Output as a numbered list the lines of the listing from the line with "Target: woman in blue top" up to and including the line with "<point>801,202</point>", leaving out any blank lines.

Extracted data entries
▬▬▬▬▬▬▬▬▬▬
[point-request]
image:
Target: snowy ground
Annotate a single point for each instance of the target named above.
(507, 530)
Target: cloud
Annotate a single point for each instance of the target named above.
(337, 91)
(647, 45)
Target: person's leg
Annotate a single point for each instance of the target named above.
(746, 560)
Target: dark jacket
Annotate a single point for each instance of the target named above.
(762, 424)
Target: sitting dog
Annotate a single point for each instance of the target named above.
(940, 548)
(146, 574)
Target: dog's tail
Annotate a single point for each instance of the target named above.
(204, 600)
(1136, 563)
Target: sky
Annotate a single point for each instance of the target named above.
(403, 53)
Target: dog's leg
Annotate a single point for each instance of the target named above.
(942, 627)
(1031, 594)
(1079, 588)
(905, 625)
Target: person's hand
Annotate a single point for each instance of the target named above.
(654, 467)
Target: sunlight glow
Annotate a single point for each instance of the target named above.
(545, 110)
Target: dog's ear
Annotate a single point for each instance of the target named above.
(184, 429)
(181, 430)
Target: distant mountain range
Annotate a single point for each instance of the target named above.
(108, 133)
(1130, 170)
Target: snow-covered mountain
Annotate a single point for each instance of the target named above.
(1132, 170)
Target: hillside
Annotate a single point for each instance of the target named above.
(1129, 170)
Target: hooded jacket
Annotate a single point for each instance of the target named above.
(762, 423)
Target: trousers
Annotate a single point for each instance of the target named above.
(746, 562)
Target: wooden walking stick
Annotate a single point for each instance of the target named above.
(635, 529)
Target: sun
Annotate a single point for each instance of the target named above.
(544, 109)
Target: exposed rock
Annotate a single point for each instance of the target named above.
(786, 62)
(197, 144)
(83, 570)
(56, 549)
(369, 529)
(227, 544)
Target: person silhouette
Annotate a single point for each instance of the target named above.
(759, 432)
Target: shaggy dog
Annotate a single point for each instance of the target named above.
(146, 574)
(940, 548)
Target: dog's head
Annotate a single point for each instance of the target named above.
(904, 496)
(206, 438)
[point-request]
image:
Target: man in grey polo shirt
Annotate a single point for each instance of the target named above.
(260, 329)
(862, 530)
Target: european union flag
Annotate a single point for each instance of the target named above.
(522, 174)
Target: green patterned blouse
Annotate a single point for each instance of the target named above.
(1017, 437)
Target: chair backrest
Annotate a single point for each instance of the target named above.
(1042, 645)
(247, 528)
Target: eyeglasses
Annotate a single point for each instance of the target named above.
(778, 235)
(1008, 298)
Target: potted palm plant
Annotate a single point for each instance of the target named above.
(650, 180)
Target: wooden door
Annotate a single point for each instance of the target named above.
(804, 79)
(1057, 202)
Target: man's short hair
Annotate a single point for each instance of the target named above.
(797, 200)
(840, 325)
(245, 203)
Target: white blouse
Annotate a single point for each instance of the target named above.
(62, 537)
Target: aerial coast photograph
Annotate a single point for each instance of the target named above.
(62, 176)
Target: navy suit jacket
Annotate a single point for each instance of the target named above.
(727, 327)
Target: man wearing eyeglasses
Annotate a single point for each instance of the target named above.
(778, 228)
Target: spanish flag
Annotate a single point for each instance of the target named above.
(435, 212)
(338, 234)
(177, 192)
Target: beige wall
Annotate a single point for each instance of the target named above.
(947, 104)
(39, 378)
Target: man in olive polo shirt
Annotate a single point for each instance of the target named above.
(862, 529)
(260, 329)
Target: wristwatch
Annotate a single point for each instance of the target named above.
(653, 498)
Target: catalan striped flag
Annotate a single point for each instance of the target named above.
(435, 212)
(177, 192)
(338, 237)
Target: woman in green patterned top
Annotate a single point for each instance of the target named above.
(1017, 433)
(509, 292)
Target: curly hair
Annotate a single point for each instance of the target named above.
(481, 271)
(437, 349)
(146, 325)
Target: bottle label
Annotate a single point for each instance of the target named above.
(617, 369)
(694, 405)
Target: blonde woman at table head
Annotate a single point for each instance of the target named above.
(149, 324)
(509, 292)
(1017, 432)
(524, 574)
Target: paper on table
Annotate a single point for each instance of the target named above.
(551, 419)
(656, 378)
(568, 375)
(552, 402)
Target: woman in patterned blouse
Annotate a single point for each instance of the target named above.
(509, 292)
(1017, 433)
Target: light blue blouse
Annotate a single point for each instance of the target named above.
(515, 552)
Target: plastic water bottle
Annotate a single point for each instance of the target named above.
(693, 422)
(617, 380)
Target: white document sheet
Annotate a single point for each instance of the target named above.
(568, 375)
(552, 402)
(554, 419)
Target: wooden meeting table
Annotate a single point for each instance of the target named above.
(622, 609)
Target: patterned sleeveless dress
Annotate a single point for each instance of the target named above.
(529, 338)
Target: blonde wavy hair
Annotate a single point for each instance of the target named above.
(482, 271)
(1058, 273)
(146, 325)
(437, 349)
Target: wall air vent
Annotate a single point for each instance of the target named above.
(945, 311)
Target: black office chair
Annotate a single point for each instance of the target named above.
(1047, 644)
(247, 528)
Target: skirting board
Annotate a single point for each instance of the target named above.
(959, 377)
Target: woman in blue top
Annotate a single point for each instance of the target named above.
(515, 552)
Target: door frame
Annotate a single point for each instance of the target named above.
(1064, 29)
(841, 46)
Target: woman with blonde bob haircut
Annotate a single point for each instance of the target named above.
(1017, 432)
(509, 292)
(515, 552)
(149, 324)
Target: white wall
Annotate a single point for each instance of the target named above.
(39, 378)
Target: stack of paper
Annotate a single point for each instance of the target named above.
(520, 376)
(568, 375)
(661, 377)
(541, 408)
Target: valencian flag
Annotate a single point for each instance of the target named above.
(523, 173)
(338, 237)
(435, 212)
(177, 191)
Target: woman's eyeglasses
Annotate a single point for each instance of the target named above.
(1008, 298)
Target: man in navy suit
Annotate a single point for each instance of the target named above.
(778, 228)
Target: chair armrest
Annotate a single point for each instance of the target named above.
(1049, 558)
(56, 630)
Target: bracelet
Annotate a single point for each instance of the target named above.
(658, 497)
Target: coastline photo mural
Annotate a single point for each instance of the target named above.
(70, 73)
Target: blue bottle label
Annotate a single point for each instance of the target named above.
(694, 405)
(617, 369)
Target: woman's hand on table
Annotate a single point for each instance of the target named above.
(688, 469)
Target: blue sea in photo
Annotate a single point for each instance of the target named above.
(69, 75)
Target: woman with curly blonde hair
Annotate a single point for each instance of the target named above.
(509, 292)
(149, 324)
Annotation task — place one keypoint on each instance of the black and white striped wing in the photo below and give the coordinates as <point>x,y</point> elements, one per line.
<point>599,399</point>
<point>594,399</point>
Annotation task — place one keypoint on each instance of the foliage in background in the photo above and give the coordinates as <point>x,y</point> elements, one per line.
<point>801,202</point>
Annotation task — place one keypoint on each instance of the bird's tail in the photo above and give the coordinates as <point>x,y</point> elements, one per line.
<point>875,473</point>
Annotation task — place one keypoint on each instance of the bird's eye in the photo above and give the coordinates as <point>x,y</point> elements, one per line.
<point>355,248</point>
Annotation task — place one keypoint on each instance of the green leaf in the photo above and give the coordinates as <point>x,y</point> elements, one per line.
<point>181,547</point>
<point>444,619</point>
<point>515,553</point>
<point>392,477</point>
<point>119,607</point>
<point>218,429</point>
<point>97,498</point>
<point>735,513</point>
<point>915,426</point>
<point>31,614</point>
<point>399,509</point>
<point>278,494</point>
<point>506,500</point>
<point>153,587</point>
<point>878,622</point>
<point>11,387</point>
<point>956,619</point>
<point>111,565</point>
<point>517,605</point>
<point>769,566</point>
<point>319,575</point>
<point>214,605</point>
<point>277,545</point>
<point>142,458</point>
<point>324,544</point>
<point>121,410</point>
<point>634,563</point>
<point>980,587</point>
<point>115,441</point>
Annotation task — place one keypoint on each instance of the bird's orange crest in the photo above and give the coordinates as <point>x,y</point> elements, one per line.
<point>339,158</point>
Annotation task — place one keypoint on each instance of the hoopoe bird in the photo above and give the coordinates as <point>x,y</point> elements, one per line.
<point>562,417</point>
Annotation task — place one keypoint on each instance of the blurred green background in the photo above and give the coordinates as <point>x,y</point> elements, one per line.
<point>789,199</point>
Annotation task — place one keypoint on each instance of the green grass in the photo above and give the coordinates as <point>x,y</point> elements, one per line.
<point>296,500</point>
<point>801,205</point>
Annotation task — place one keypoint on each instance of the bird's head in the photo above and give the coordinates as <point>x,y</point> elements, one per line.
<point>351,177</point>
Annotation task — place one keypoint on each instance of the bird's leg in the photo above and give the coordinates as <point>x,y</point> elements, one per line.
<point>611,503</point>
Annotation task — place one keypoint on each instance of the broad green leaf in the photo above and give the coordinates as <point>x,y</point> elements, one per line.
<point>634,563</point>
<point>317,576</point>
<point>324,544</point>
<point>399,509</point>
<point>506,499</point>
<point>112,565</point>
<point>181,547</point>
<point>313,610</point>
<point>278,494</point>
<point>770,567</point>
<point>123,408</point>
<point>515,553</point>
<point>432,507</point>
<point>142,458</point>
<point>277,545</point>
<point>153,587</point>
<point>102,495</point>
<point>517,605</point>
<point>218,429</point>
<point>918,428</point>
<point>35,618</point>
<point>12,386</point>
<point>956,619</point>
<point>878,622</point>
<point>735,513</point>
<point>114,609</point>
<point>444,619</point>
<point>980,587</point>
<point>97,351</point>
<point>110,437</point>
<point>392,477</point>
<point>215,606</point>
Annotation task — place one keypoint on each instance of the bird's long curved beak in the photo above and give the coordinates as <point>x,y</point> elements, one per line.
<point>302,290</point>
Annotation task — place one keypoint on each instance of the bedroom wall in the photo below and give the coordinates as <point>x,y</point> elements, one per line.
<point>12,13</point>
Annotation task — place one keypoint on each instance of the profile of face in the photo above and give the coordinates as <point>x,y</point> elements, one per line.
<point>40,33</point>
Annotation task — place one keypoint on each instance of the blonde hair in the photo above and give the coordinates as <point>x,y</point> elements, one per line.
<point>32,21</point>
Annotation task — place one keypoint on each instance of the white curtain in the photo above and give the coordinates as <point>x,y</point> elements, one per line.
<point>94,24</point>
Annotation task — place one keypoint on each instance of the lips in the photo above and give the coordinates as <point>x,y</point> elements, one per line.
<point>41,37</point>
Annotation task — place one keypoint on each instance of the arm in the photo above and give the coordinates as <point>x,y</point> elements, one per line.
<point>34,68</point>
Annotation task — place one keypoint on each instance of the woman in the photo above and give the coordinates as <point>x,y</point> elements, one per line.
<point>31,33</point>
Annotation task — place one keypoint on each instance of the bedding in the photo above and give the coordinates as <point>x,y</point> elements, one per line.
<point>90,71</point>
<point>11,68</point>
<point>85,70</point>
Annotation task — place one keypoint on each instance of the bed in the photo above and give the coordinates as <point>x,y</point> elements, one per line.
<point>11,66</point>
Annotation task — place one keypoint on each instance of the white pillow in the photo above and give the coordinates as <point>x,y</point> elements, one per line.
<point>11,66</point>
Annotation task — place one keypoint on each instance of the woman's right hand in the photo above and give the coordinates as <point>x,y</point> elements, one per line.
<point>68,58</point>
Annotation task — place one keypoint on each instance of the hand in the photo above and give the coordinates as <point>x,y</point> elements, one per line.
▬▬▬▬▬▬▬▬▬▬
ANSWER IN FULL:
1. Target: woman in blue top
2. Annotate a single point for each instance of the target named above.
3. (515, 552)
4. Target: door frame
5. Annotate a single point for each instance of the target named above.
6. (1064, 29)
7. (841, 46)
8. Target: woman with blonde bob haircut
9. Annotate a single point for each instance of the target named above.
10. (1017, 432)
11. (509, 292)
12. (515, 552)
13. (149, 324)
14. Target: white wall
15. Annotate a single point for each instance of the target named above.
16. (39, 378)
17. Target: stack of paper
18. Annotate a single point for each instance of the target named above.
19. (520, 376)
20. (568, 375)
21. (661, 377)
22. (541, 408)
23. Target: valencian flag
24. Annotate a single point for each instance of the target named above.
25. (523, 173)
26. (338, 237)
27. (435, 212)
28. (177, 191)
29. Target: woman's eyeglasses
30. Annotate a single point for each instance of the target named above.
31. (1008, 298)
32. Target: man in navy suit
33. Annotate a single point for each instance of the target named above.
34. (778, 228)
35. Target: chair armrest
36. Annotate a single point for each instance of the target named above.
37. (1049, 558)
38. (56, 630)
39. Target: bracelet
40. Annotate a single point for each instance of the target named above.
41. (658, 497)
42. Target: coastline photo mural
43. Annotate a single point for each instance of the target named above.
44. (70, 73)
45. Target: blue bottle label
46. Annotate a single point for each instance of the target named above.
47. (694, 405)
48. (617, 369)
49. Target: woman's hand on table
50. Annotate a single point for each instance of the target named above.
51. (688, 469)
52. Target: blue sea in photo
53. Annotate a single point for each instance of the target named above.
54. (69, 75)
55. Target: woman with curly blonde hair
56. Annotate a single point for each instance of the target named above.
57. (509, 292)
58. (149, 324)
59. Annotation task — place one keypoint on each instance of the black and white striped wing in the photo below and give the coordinates as <point>x,y</point> elements, one per line.
60. <point>599,399</point>
61. <point>594,399</point>
62. Annotation task — place one keypoint on each instance of the foliage in background in the photo above and give the coordinates as <point>x,y</point> elements, one per line.
63. <point>801,202</point>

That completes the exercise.